— Required work —
Please copy only the part of the records that opens with the line containing "as [441, 582]." and closes with the line containing "[1170, 528]", both lines included, with requests kept as they are. Offset every coordinate in the answers by -120, leaving the sample coordinates in the requests unchanged.

(Excerpts from point annotation data)
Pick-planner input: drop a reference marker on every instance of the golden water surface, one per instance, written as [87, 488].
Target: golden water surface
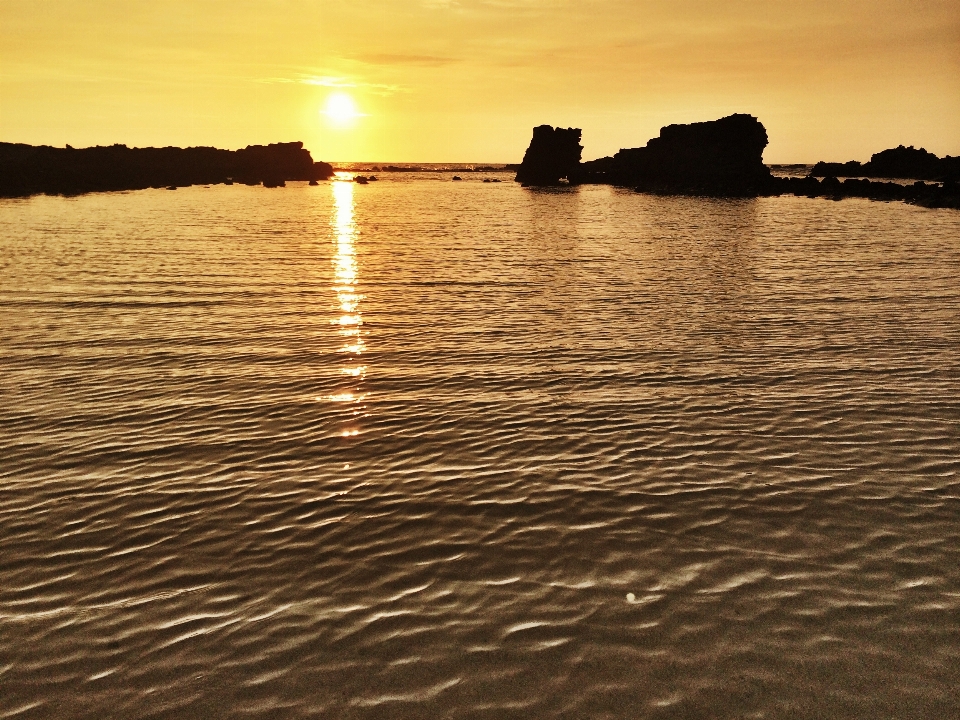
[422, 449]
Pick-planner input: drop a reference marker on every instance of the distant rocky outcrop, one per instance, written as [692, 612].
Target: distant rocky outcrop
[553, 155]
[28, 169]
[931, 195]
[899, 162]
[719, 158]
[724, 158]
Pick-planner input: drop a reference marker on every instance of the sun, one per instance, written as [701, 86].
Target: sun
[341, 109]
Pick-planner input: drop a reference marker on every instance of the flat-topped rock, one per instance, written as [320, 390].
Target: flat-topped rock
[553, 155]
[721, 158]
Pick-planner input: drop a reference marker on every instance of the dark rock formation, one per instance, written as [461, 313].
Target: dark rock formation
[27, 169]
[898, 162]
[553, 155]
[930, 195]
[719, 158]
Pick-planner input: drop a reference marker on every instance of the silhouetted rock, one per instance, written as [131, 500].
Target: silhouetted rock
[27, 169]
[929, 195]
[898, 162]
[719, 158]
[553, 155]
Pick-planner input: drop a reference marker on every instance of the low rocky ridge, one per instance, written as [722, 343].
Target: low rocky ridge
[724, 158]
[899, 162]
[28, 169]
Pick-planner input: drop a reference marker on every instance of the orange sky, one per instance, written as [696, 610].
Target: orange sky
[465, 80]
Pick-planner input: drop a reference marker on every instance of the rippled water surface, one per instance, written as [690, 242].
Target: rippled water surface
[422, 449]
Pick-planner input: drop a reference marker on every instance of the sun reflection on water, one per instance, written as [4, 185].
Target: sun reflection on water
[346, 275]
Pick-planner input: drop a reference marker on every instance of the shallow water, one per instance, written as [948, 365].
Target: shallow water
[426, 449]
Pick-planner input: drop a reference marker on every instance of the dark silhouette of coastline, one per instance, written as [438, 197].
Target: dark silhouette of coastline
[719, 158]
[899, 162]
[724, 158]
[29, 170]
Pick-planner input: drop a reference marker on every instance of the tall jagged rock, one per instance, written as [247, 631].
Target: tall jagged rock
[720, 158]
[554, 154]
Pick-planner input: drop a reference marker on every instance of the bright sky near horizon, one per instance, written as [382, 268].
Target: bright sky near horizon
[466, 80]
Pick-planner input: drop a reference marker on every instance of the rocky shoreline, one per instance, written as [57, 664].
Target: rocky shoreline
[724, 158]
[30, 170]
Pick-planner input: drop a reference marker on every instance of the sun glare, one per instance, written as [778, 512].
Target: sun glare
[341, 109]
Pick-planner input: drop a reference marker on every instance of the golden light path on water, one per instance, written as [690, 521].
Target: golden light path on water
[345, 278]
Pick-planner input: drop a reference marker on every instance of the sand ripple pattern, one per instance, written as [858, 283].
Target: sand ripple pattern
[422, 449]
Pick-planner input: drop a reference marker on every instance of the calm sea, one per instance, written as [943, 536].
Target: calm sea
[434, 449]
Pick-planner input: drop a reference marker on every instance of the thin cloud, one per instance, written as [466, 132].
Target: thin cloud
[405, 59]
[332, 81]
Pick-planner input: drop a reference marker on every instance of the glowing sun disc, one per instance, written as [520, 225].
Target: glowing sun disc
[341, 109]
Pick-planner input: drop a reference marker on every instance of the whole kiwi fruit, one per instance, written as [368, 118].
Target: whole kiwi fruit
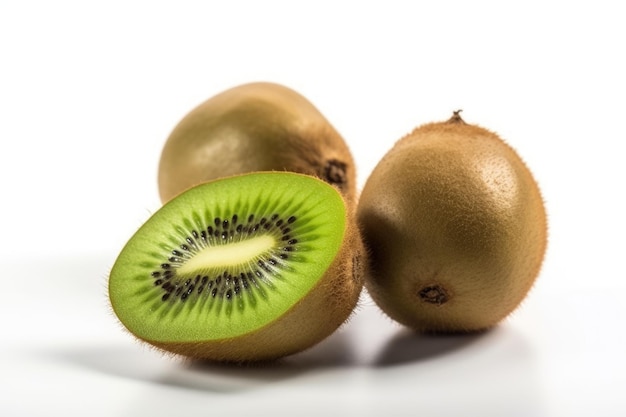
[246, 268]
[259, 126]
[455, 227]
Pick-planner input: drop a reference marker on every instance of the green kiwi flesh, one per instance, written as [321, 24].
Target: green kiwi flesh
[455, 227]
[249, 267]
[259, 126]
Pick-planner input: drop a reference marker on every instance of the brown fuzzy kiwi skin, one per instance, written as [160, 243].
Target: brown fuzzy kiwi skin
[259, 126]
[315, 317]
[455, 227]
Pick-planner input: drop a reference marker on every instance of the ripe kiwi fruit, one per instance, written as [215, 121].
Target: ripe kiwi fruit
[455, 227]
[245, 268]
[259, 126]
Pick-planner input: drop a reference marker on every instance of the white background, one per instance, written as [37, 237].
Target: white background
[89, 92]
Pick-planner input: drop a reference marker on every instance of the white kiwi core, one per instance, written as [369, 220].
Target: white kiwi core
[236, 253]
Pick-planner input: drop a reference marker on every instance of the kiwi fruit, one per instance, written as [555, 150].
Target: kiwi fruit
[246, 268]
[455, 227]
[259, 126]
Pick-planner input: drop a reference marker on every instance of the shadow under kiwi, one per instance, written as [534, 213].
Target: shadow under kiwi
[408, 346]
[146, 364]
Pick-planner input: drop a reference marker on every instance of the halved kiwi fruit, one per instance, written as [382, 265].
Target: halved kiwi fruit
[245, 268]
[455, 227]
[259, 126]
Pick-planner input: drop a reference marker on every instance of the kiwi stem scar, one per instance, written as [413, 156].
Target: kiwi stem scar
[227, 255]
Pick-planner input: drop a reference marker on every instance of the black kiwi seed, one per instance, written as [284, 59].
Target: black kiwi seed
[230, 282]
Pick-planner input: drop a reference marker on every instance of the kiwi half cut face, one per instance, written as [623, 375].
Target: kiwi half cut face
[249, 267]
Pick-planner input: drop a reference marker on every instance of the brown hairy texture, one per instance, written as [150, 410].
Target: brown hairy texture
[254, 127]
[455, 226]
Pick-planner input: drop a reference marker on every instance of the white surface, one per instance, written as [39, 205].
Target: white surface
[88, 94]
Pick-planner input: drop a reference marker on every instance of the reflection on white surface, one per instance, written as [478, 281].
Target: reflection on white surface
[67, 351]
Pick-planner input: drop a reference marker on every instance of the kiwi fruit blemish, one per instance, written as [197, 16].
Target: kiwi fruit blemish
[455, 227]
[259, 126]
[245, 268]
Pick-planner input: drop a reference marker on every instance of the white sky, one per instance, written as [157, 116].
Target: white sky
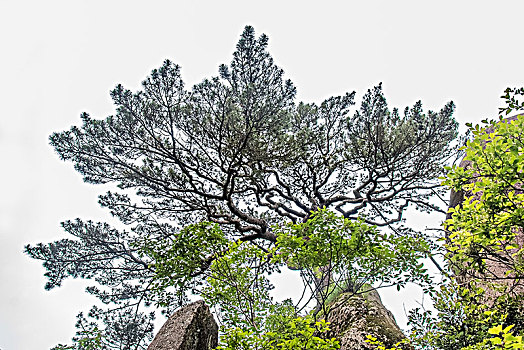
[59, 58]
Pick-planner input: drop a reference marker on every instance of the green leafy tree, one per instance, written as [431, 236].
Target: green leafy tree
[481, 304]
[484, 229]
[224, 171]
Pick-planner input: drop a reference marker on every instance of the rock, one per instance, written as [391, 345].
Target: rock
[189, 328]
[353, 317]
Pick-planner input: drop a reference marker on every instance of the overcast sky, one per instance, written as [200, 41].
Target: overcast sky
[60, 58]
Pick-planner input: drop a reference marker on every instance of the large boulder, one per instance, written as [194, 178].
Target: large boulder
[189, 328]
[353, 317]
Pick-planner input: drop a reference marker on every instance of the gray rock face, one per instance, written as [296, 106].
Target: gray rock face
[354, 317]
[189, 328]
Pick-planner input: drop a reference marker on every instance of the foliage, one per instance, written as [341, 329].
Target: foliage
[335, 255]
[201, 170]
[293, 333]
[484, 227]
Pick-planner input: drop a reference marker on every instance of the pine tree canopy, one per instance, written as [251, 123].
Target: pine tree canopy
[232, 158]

==

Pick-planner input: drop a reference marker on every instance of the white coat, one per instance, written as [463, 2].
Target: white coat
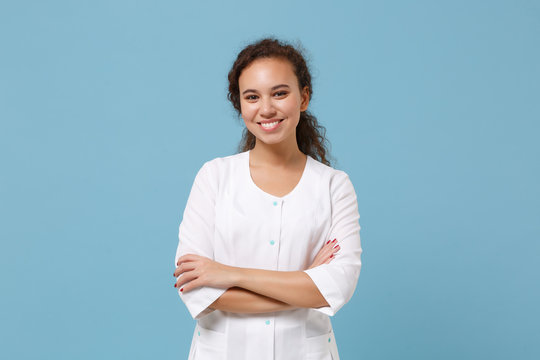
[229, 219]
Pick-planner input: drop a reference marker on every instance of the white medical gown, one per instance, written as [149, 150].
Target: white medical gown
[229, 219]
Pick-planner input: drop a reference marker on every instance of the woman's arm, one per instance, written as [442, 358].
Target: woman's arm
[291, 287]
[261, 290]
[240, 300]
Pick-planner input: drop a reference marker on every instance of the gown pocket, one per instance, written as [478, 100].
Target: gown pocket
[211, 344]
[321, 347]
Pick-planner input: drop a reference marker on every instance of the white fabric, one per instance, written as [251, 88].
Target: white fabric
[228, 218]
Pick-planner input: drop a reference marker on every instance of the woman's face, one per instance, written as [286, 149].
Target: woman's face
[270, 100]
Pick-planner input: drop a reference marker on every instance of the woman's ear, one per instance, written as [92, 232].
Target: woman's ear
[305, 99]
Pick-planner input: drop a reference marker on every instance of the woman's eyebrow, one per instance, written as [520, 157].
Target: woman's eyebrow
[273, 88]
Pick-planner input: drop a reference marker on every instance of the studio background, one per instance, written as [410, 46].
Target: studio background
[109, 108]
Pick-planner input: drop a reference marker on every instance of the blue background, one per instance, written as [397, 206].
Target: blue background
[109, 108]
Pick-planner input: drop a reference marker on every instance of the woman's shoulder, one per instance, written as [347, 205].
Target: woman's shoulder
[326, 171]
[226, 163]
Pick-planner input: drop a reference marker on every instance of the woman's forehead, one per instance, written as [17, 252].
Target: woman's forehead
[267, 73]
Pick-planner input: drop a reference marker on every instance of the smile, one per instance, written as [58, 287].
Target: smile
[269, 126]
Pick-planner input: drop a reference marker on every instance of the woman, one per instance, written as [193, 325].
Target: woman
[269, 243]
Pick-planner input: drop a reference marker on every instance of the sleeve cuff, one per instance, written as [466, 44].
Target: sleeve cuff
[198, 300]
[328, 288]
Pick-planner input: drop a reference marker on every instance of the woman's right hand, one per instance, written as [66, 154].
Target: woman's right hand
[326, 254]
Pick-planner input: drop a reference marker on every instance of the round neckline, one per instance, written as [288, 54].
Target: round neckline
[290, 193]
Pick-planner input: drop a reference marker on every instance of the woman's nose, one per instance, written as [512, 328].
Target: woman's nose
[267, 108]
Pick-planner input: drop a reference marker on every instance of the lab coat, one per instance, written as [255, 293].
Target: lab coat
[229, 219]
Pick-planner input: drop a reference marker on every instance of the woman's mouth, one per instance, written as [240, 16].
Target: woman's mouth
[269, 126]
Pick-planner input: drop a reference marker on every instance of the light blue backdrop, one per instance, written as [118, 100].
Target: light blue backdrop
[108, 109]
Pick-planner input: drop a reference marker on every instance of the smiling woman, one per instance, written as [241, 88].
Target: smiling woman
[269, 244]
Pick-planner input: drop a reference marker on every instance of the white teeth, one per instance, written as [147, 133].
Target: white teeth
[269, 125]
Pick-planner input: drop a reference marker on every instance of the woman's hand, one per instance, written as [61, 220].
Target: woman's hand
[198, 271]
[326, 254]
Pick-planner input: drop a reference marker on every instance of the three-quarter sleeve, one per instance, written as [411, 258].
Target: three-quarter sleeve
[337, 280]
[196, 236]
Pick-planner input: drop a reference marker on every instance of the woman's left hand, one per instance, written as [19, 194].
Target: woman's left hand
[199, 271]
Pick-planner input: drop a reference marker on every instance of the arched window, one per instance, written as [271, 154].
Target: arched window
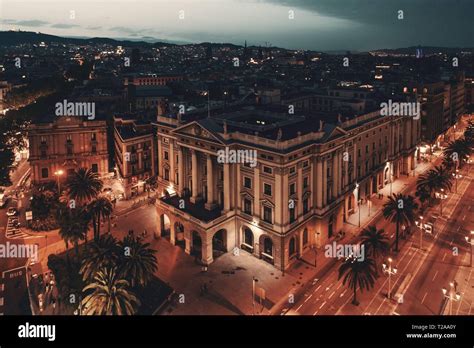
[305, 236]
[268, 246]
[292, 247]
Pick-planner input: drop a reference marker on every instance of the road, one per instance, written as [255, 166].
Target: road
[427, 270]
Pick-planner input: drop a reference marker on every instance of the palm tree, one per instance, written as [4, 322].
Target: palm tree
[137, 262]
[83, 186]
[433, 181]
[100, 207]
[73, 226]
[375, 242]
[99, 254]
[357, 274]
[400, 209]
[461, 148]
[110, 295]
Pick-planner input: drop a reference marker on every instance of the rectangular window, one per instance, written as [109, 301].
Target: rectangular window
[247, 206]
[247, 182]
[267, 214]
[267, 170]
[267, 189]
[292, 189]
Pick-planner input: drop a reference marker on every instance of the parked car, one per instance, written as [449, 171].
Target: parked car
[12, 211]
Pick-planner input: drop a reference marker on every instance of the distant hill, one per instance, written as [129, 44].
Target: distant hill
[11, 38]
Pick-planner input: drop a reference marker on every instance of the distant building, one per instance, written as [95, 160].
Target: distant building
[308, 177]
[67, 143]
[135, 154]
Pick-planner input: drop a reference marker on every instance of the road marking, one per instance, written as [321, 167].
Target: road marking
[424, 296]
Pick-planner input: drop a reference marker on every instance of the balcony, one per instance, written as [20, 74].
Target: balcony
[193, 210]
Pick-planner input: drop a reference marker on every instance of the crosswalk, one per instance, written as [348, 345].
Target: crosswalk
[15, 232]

* * *

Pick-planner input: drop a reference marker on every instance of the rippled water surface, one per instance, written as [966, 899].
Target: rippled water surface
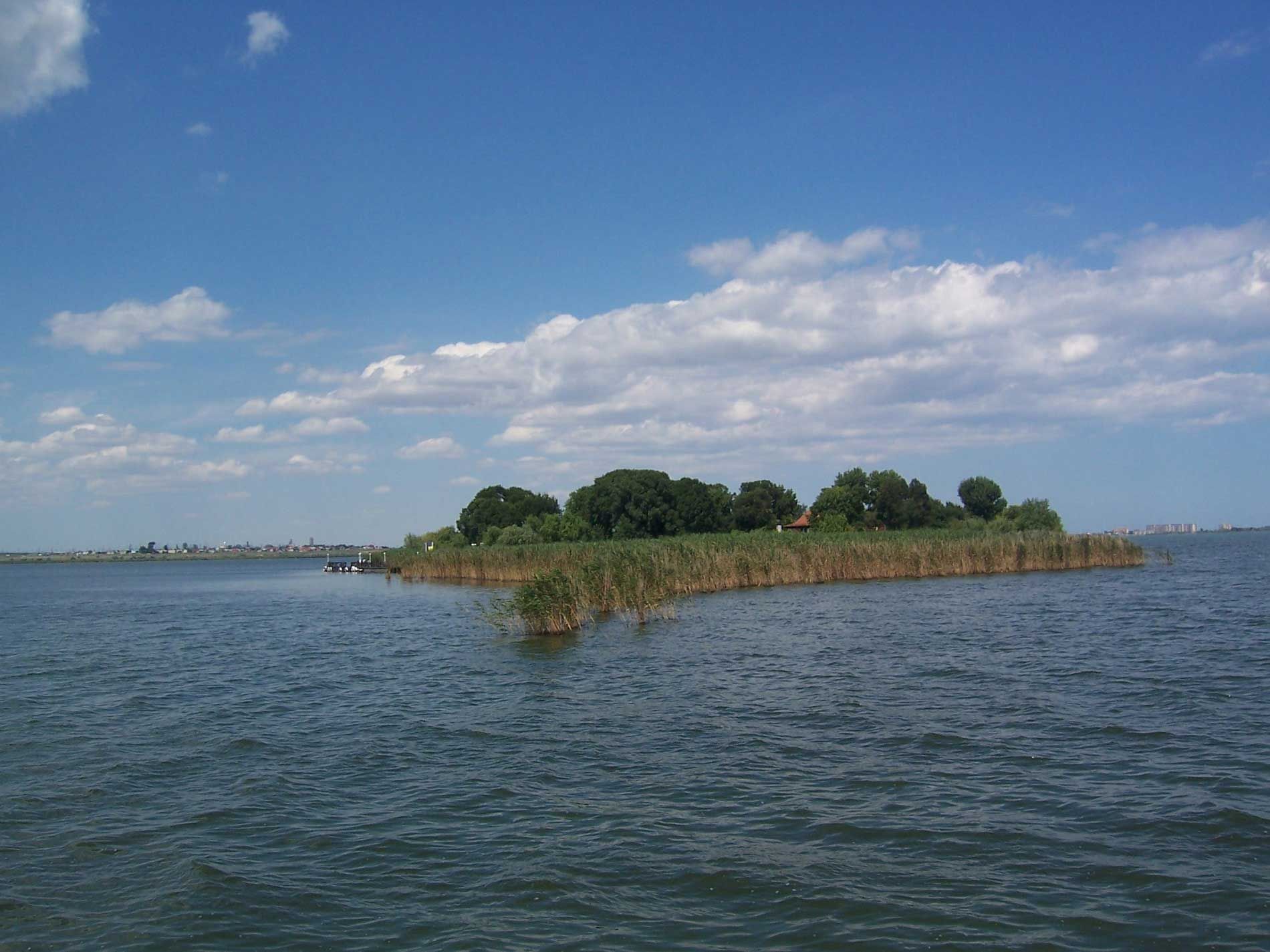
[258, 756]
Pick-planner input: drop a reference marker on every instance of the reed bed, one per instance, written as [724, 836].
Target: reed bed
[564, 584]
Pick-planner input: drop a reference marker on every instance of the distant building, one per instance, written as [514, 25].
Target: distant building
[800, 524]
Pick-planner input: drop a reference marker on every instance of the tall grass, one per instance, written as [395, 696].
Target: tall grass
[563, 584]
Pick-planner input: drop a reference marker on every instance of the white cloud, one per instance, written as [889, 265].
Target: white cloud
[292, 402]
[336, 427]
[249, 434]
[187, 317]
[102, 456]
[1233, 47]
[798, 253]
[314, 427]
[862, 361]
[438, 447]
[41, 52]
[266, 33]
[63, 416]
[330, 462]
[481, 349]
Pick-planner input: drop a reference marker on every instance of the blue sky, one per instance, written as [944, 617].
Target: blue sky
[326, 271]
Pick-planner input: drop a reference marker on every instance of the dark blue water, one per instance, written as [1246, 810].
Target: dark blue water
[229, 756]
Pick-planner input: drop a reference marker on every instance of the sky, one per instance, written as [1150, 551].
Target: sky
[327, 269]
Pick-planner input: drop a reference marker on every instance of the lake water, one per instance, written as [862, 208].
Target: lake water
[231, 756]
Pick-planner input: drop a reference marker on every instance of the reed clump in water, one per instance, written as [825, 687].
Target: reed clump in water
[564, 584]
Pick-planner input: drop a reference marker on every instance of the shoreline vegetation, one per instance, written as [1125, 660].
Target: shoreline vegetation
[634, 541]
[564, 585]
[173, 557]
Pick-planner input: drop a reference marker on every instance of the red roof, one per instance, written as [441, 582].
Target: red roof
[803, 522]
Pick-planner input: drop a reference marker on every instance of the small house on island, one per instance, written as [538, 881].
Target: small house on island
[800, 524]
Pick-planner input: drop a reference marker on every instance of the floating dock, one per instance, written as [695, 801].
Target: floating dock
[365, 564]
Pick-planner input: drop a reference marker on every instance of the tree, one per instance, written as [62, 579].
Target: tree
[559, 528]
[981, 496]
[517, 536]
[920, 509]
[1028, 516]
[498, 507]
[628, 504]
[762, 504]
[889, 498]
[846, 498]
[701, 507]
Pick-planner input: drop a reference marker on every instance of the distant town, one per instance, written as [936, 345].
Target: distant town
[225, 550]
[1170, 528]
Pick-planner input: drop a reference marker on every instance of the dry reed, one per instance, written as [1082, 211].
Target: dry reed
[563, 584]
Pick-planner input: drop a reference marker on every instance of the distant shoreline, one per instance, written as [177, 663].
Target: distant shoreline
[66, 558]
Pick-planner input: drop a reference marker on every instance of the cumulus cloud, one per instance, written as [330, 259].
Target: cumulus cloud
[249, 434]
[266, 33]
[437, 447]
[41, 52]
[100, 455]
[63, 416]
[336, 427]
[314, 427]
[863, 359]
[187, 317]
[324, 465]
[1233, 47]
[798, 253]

— Written answer —
Pick-planner input: drop a reference marker on every instance of the red roof, one per instance, written as [441, 582].
Target: red roof
[683, 402]
Pick-planner input: drop a reference marker on every instance of the small house on island, one per instance, written as [538, 881].
Target: small house on island
[680, 404]
Pick-planner input: drop a reference marker on every instance of the floating dock, one per instance, written as [695, 801].
Target: floating dock
[245, 444]
Pick-planner input: drop a reference marker on every instance of the tree, one per instance, written as [62, 579].
Target: tree
[439, 408]
[861, 376]
[397, 416]
[800, 389]
[908, 396]
[378, 387]
[508, 384]
[642, 384]
[769, 378]
[726, 378]
[581, 387]
Pick-planner input: drop a reference marker on every instance of the distant town, one per instance, written as [936, 345].
Target: distant town
[105, 430]
[1050, 408]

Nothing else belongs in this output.